* **Requirements**: Count the lines in the listing below that contain the string "leather", and reply with only that number.

* **Pointing dataset listing**:
========

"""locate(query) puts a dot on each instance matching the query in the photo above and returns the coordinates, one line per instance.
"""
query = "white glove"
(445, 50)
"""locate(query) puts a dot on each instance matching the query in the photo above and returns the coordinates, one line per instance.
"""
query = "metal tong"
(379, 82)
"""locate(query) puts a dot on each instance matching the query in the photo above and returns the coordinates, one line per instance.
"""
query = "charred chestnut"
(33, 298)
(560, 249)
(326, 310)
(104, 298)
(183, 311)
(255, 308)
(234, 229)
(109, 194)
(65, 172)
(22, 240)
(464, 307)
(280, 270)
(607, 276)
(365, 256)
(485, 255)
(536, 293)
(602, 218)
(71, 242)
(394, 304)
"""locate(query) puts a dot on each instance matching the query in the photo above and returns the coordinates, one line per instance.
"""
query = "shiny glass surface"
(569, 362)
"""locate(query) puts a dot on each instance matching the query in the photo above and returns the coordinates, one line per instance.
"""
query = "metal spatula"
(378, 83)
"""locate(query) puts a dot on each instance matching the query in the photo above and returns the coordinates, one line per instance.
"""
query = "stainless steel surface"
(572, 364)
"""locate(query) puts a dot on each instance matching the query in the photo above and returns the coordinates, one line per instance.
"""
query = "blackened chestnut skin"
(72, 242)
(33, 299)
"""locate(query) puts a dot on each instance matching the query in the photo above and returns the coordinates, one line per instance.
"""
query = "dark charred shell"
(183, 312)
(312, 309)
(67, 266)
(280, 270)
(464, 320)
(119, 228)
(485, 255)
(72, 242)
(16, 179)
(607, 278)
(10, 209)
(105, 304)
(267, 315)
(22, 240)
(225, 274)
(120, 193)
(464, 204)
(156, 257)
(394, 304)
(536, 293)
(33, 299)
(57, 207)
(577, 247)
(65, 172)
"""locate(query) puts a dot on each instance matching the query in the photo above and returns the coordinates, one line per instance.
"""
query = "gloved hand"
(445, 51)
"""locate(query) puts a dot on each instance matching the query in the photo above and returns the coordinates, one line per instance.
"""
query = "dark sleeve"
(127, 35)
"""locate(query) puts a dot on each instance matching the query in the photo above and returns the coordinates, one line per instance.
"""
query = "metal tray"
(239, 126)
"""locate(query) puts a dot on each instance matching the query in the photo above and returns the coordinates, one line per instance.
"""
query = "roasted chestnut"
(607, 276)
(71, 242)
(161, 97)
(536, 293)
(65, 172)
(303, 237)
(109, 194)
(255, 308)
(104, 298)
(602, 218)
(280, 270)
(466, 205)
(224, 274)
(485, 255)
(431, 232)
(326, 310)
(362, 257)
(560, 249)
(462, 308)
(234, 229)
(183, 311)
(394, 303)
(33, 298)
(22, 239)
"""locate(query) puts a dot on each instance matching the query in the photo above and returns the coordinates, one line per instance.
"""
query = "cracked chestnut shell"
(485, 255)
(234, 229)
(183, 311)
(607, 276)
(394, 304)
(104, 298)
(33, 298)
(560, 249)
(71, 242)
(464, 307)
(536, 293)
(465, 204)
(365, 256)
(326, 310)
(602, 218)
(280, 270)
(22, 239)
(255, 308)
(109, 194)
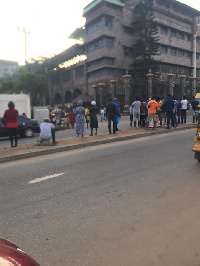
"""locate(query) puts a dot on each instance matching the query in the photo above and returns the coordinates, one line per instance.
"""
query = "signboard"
(198, 21)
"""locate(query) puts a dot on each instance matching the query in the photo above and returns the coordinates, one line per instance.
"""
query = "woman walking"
(93, 117)
(79, 113)
(11, 115)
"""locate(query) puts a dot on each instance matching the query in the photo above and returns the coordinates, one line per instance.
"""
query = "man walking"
(136, 107)
(152, 104)
(169, 104)
(111, 115)
(47, 131)
(184, 104)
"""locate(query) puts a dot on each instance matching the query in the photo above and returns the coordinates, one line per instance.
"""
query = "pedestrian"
(87, 116)
(11, 115)
(131, 115)
(136, 112)
(50, 116)
(61, 115)
(143, 113)
(184, 104)
(102, 115)
(105, 114)
(194, 112)
(93, 117)
(175, 112)
(179, 105)
(47, 131)
(169, 104)
(159, 105)
(152, 104)
(111, 115)
(163, 113)
(79, 115)
(117, 113)
(72, 120)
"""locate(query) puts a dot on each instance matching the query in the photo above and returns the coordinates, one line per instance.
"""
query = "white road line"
(37, 180)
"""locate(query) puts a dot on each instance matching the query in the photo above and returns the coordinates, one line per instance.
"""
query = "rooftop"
(96, 2)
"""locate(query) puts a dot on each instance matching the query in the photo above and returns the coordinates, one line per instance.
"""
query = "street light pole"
(195, 48)
(25, 39)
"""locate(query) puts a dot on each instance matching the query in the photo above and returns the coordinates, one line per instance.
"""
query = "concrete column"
(113, 88)
(170, 77)
(194, 56)
(193, 81)
(149, 81)
(101, 91)
(183, 80)
(127, 79)
(95, 92)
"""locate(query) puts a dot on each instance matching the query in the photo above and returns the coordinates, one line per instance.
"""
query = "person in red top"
(11, 115)
(152, 104)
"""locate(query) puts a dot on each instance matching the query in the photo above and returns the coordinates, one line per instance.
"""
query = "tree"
(146, 45)
(35, 85)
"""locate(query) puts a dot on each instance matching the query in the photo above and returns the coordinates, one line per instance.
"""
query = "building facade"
(107, 46)
(7, 67)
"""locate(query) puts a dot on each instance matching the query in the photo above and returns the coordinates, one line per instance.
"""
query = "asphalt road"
(103, 127)
(129, 203)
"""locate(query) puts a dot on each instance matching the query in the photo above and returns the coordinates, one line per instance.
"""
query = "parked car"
(12, 255)
(26, 127)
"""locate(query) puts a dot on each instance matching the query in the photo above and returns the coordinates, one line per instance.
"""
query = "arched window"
(68, 97)
(57, 98)
(76, 93)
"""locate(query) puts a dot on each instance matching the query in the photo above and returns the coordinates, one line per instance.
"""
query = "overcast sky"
(49, 22)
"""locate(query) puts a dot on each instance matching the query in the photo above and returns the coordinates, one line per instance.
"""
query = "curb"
(84, 145)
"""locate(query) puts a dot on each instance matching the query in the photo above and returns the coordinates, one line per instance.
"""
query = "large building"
(106, 52)
(7, 67)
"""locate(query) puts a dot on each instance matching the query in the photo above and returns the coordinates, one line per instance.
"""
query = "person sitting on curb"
(47, 131)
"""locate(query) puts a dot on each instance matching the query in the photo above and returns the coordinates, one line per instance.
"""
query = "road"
(103, 127)
(129, 203)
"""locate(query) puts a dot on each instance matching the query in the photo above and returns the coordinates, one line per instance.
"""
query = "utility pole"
(25, 38)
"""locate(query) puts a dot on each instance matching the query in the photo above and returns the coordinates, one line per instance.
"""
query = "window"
(164, 30)
(181, 35)
(164, 49)
(95, 45)
(173, 51)
(108, 22)
(109, 42)
(109, 61)
(173, 33)
(188, 37)
(128, 51)
(181, 53)
(189, 54)
(79, 72)
(128, 30)
(94, 26)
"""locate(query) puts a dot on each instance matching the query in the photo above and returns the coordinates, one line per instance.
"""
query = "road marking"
(37, 180)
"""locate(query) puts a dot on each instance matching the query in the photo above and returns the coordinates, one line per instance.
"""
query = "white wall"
(21, 101)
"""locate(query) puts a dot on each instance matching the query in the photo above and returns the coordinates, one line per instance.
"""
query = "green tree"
(35, 85)
(146, 45)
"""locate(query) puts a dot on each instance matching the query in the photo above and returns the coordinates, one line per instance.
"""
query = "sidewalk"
(31, 150)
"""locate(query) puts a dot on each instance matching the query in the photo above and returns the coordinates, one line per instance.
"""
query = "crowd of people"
(156, 111)
(145, 114)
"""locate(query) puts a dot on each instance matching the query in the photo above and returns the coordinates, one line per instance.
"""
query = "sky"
(48, 22)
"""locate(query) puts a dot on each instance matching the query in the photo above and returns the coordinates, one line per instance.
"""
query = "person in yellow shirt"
(87, 116)
(152, 104)
(159, 105)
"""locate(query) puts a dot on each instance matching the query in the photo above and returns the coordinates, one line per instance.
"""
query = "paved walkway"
(31, 150)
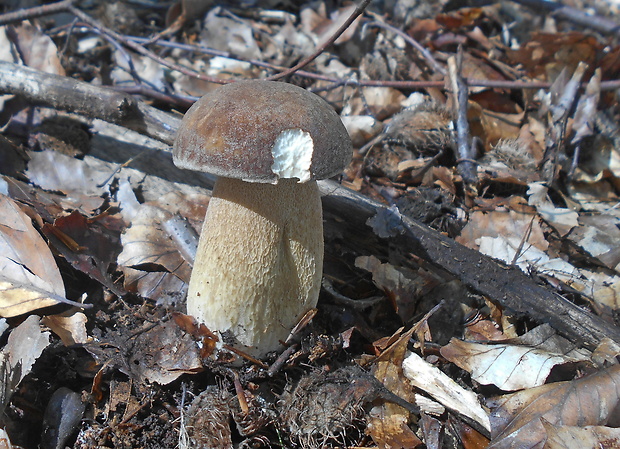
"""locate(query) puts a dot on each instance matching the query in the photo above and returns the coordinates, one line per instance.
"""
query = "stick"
(347, 212)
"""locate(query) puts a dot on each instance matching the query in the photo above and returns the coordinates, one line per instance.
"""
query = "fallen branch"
(349, 210)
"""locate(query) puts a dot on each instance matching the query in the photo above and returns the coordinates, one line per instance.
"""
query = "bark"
(346, 211)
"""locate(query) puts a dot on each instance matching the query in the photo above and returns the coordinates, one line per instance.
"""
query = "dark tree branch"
(345, 209)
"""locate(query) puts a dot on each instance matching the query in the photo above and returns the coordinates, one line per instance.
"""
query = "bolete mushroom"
(259, 262)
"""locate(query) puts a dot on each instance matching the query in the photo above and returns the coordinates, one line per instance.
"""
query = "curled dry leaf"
(23, 348)
(146, 244)
(70, 327)
(388, 423)
(87, 244)
(509, 367)
(445, 390)
(402, 285)
(572, 437)
(562, 219)
(29, 276)
(516, 419)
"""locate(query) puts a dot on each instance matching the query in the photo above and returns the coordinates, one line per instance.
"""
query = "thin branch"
(321, 48)
(411, 41)
(560, 11)
(466, 162)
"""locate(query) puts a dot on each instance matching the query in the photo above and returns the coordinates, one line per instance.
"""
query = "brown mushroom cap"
(231, 131)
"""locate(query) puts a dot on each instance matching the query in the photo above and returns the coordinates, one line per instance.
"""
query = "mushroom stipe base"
(259, 261)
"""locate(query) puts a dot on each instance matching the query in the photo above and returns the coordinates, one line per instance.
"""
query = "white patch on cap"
(292, 155)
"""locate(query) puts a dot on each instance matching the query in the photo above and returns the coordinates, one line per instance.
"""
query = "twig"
(558, 114)
(321, 48)
(139, 48)
(466, 161)
(37, 11)
(510, 287)
(411, 41)
(558, 10)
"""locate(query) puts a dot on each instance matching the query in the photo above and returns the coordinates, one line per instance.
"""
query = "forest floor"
(471, 289)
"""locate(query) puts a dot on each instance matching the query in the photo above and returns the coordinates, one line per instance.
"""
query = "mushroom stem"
(259, 262)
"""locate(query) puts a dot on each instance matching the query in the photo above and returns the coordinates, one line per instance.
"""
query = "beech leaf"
(517, 419)
(509, 367)
(29, 278)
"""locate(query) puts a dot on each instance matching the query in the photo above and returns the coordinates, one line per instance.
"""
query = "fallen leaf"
(509, 367)
(87, 244)
(146, 244)
(24, 346)
(69, 326)
(516, 418)
(442, 388)
(572, 437)
(29, 278)
(388, 423)
(562, 219)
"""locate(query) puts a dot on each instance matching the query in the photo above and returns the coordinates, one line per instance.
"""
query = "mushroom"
(259, 261)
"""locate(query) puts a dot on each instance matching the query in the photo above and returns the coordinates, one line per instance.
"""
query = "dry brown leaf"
(69, 326)
(585, 112)
(508, 224)
(402, 285)
(590, 401)
(388, 423)
(29, 276)
(87, 244)
(37, 49)
(442, 388)
(509, 367)
(24, 346)
(146, 244)
(589, 437)
(76, 178)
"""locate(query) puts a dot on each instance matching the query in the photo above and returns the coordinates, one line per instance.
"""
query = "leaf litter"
(71, 229)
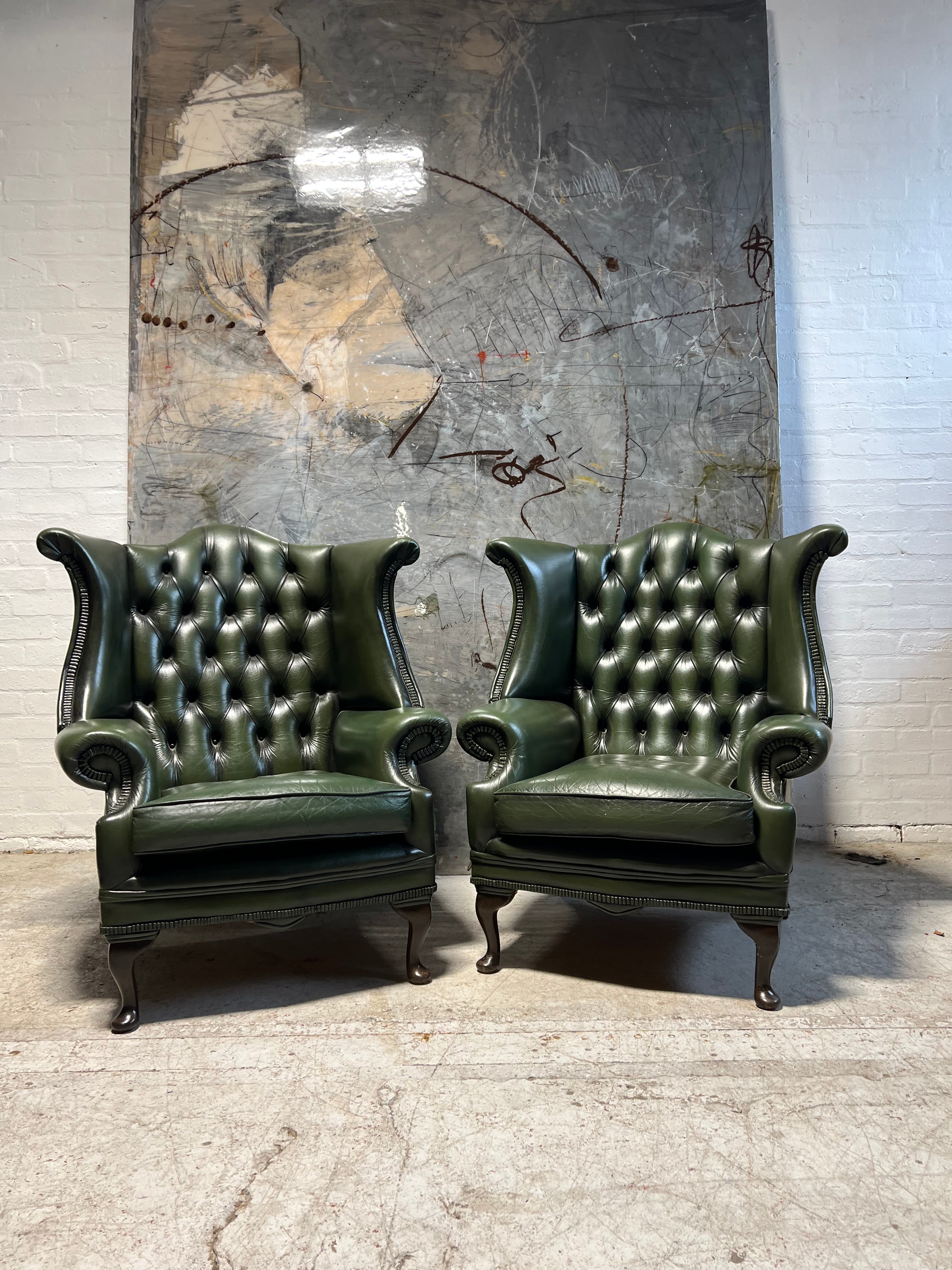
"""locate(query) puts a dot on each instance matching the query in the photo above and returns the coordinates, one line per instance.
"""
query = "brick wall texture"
(862, 118)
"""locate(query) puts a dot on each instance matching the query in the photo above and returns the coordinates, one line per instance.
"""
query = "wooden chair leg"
(767, 938)
(419, 918)
(488, 905)
(122, 967)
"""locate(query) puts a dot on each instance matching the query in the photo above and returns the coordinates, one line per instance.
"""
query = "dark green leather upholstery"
(249, 710)
(652, 701)
(678, 801)
(269, 809)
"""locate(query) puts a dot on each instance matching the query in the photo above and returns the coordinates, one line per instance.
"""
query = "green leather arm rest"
(776, 750)
(118, 758)
(388, 746)
(518, 738)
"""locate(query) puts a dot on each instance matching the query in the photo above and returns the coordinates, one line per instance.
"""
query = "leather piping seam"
(397, 644)
(813, 637)
(68, 690)
(103, 779)
(262, 798)
(631, 901)
(514, 628)
(473, 747)
(267, 915)
(627, 798)
(408, 766)
(784, 770)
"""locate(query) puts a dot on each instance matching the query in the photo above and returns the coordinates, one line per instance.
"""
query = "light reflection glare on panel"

========

* **Correct result**: 3